:: TASK DETAILS ::
Output the stretch from the start of the listing through the line containing "[[0, 215, 215, 426]]" as a JSON list of strings, one per line, skipping blank lines and leaving out the pictures.

# Start of PROVIDED DATA

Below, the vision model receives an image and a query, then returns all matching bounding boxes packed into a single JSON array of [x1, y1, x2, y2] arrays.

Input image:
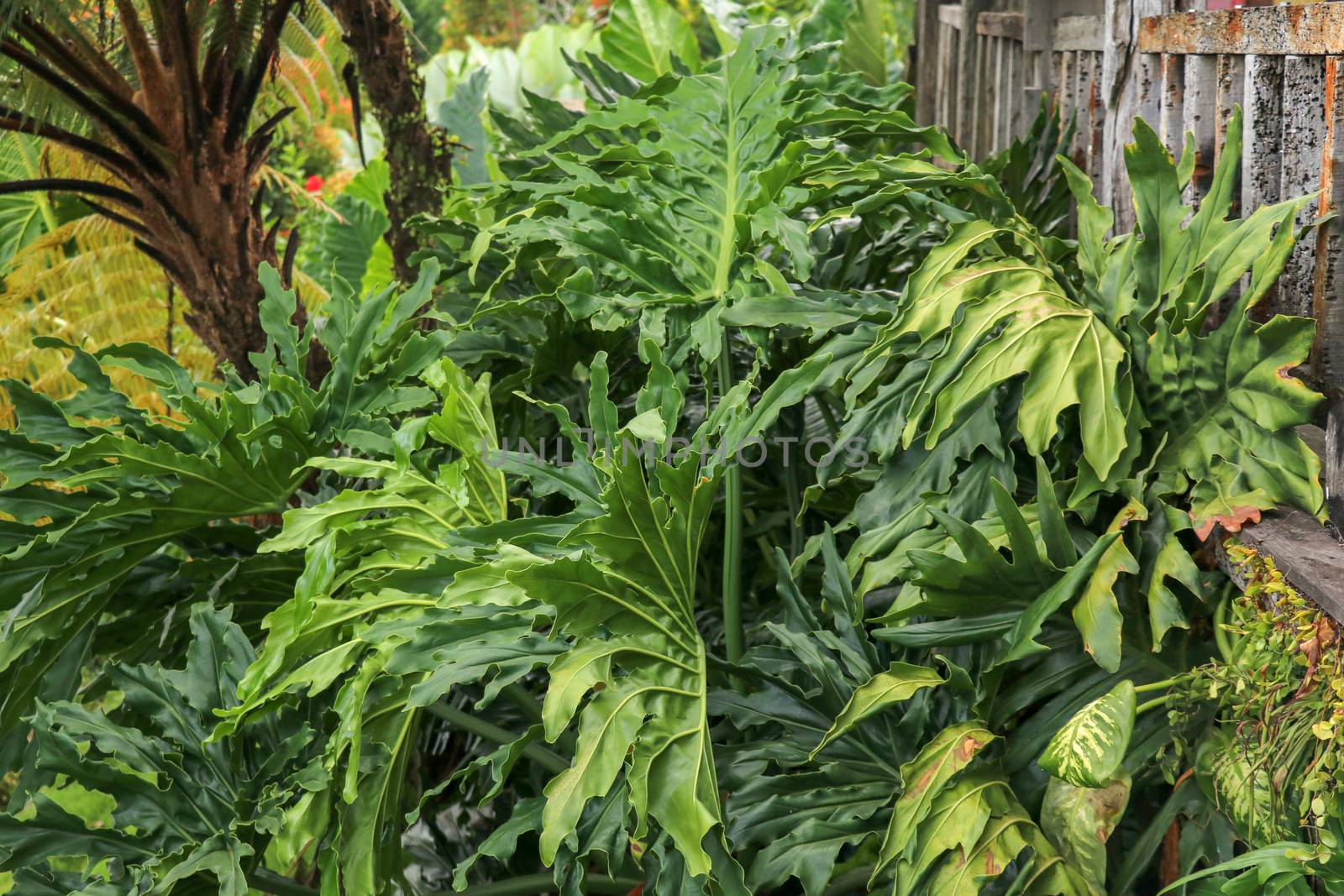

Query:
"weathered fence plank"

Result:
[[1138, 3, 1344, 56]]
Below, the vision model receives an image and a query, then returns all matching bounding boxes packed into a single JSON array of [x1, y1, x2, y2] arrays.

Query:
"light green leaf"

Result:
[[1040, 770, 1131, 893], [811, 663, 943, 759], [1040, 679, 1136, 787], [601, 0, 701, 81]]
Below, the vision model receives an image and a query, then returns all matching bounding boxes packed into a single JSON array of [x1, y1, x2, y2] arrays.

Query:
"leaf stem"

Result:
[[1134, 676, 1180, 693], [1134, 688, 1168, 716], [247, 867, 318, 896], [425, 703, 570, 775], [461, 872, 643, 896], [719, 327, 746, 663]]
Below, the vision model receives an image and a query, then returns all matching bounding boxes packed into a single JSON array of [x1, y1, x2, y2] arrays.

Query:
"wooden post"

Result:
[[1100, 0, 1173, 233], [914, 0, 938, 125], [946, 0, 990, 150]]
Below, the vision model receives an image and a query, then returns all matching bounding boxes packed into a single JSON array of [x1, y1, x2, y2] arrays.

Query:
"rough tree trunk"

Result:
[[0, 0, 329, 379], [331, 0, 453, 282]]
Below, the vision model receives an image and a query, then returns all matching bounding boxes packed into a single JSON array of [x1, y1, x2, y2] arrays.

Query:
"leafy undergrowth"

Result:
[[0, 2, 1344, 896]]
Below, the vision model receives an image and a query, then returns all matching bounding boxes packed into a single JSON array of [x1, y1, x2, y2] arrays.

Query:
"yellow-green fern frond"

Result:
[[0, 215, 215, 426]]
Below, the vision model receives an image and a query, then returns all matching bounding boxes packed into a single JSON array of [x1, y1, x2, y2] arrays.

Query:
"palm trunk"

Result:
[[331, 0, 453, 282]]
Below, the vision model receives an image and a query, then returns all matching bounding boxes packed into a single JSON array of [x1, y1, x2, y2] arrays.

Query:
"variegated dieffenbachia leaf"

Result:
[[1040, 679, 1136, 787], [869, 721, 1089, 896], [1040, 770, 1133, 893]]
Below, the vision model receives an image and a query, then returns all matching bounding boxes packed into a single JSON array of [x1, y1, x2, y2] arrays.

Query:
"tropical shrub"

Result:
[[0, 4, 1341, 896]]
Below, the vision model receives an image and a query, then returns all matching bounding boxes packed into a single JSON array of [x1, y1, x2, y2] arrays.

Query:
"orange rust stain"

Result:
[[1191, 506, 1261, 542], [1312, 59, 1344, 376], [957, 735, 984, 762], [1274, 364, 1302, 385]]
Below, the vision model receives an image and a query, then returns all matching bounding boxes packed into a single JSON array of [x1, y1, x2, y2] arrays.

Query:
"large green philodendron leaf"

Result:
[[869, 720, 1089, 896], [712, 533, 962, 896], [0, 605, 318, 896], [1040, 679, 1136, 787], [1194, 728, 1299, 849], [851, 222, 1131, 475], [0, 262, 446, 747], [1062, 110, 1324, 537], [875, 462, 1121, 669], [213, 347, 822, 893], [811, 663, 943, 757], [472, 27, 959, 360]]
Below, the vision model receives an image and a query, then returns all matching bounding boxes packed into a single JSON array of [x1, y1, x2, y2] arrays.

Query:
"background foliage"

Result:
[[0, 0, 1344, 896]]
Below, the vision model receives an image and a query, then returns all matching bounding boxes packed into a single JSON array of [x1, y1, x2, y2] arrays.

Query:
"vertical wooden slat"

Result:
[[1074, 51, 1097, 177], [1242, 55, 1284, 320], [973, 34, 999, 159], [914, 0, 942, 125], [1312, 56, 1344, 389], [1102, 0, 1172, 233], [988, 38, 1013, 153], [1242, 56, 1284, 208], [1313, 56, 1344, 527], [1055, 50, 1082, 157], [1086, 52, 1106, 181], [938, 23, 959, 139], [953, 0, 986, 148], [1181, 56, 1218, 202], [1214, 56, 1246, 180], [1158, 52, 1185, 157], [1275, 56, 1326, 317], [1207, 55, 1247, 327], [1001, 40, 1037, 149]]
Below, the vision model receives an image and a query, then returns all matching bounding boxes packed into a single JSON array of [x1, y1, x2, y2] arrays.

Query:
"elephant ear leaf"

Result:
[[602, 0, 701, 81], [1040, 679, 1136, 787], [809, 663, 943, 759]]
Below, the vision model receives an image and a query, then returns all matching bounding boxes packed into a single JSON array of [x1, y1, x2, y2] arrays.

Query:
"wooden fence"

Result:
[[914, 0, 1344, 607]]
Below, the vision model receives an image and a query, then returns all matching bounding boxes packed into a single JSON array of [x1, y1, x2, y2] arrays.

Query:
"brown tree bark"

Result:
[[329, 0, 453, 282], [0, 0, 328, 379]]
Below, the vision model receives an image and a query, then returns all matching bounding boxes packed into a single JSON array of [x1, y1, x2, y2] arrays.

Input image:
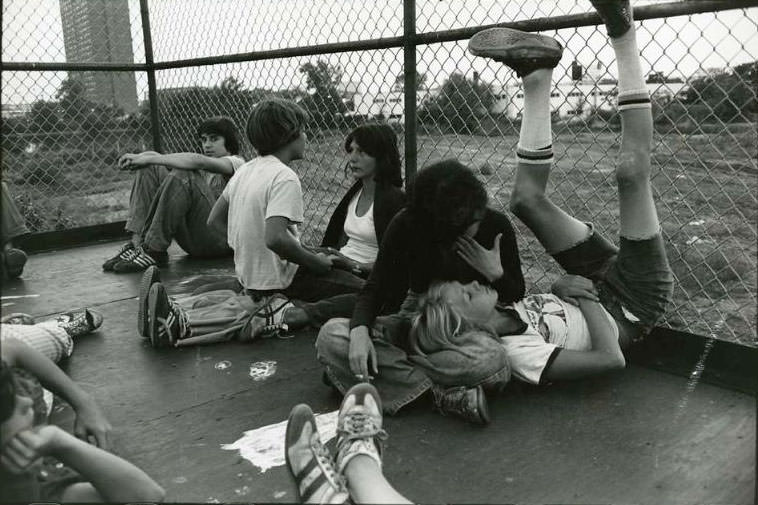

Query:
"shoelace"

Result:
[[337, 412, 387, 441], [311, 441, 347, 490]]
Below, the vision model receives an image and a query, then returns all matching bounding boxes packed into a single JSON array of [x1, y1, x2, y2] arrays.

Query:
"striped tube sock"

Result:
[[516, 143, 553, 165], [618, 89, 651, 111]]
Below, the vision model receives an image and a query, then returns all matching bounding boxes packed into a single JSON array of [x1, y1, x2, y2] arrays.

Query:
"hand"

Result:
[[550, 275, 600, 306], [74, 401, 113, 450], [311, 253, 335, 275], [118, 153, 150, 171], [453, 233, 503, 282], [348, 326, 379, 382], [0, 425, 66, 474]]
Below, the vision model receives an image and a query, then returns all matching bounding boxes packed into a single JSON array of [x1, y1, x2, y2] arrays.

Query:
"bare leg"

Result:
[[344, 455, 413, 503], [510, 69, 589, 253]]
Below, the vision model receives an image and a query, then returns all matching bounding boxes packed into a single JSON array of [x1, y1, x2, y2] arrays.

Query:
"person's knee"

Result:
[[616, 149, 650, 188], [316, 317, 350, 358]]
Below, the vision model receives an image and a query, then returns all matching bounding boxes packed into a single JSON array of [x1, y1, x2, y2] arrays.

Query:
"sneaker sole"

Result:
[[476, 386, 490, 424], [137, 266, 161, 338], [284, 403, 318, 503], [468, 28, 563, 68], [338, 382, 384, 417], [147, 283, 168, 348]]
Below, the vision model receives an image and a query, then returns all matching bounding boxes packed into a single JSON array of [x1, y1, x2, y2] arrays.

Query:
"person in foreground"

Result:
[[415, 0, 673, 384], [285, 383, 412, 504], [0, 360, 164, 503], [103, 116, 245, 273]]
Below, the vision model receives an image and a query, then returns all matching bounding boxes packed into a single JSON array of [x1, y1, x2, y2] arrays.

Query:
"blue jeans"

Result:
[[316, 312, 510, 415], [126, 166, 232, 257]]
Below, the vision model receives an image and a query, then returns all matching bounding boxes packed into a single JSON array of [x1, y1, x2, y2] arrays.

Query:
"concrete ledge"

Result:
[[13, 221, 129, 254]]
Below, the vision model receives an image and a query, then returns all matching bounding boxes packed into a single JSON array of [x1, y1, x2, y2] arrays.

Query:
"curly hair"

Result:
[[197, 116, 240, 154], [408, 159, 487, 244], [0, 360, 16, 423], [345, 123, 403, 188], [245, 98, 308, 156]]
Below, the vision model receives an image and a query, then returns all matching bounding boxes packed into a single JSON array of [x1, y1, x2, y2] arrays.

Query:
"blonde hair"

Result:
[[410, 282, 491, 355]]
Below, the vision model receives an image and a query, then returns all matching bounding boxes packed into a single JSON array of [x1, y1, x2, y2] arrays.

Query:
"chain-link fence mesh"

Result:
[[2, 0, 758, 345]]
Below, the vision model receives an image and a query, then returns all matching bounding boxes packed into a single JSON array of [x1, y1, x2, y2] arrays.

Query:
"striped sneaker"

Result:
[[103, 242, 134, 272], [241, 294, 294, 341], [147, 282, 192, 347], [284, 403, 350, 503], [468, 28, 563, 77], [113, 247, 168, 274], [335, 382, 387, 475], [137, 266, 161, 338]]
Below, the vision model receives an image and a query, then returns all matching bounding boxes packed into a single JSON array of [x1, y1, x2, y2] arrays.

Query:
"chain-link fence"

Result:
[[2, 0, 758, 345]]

# End of PROVIDED DATA

:: WRITTEN REPLY ::
[
  "Below, the vision model receives an image and a query, then returns all matching bounding boxes packed into a single JSON array of [x1, y1, x2, y2] arrays.",
  "Input image:",
  "Query:",
  "\"weathered fence plank\"",
  "Result:",
  "[[1138, 3, 1344, 56]]",
  "Below, the vision model receives an image and a query, then returns all matching bounding boxes packed into a single JSON array of [x1, y1, x2, y2] arrays.",
  "Query:",
  "\"light green leaf\"",
  "Result:",
  "[[1040, 770, 1131, 893], [811, 663, 943, 759], [1040, 679, 1136, 787], [601, 0, 701, 81]]",
  "Below, the vision model receives an image and a query, then returns all matching bounding boxes packed into a single JSON array of [x1, y1, x2, y2] arrays.",
  "Query:",
  "\"leaf stem\"",
  "Result:",
  "[[1134, 676, 1180, 693], [1134, 688, 1168, 716], [247, 867, 318, 896], [425, 703, 570, 775], [461, 872, 643, 896], [719, 327, 746, 663]]",
  "Below, the vision model receives an image and a query, then returns all matching bounding boxes packed into a single JSON array of [x1, y1, x2, y2] arrays.",
  "Query:",
  "\"wooden post\"",
  "Result:",
  "[[1100, 0, 1173, 233], [914, 0, 938, 125], [946, 0, 990, 150]]",
  "Below, the vision model receives an image and a query, then returns all matching bounding boxes packed into a single JSON array of [x1, y1, x2, y2] arrays.",
  "Query:",
  "\"rough tree trunk\"",
  "Result:",
  "[[0, 0, 329, 379], [331, 0, 453, 282]]",
  "Below, the vision model receives an image and a query, then returns all matching bounding boxes packed into a single JSON array of [x1, y1, x2, y2] arrays.",
  "Query:",
  "\"leafy undergrowth\"",
  "Result:",
  "[[0, 2, 1344, 896]]",
  "Below, the vision model receives an image and a query, then returns all matching bounding boxes packed into a single JSON array of [x1, y1, x2, y2] arrays.",
  "Query:",
  "\"yellow-green fern frond\"",
  "Result:",
  "[[0, 215, 215, 426]]"
]